┌──

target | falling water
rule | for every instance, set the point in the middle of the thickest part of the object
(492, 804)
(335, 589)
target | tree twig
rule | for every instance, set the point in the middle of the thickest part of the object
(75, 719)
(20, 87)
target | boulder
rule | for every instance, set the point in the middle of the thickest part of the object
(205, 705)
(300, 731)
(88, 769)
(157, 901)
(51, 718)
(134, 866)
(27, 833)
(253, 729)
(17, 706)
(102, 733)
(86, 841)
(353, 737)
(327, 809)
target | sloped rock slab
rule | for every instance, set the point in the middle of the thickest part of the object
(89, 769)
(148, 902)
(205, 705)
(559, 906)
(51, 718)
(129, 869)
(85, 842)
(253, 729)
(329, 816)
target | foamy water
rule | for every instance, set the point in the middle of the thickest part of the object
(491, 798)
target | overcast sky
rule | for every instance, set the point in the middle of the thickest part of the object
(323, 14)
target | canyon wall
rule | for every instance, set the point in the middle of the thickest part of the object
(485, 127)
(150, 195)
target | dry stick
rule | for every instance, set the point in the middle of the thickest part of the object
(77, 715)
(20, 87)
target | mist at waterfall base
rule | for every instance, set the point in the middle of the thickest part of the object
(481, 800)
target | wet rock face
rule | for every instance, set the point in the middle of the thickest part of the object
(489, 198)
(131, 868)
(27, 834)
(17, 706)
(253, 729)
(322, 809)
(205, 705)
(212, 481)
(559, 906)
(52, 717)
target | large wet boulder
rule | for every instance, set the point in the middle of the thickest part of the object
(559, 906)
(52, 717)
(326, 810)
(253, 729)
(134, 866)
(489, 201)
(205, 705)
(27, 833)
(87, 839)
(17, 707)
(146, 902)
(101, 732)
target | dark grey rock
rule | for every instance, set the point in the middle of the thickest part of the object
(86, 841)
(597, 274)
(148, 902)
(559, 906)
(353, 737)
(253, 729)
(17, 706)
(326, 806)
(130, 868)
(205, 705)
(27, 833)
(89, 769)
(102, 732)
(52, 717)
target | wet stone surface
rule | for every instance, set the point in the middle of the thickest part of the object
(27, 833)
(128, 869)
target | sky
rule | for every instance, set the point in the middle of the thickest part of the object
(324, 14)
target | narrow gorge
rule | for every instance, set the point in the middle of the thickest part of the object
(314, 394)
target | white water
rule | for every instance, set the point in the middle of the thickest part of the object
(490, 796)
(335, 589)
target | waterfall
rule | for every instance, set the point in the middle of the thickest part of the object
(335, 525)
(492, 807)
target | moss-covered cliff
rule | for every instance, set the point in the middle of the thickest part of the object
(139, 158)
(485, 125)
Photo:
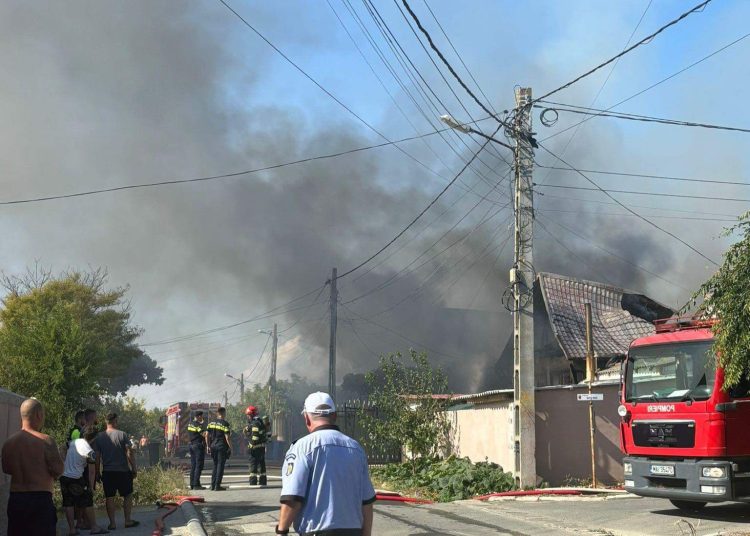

└──

*Exercise objective*.
Reproduce the material word for word, beginning with the line that contains "target | narrow gorge" and continuing through the end of the material. Leave the pictures out of your answer.

*Finished answer*.
target | narrow gorge
rule | for every instance, set the point in the middle of the thickest part of the object
(314, 394)
target | white water
rule | for every instance, set the point in the middle of the thickest part of the object
(490, 796)
(335, 589)
target | waterfall
rule | for every instance, set the point in the middle of the thickest part of the object
(335, 525)
(492, 807)
target | moss-covered cliff
rule | for every instance, set the point in the middle of the thickest part of the object
(139, 158)
(485, 125)
Photo:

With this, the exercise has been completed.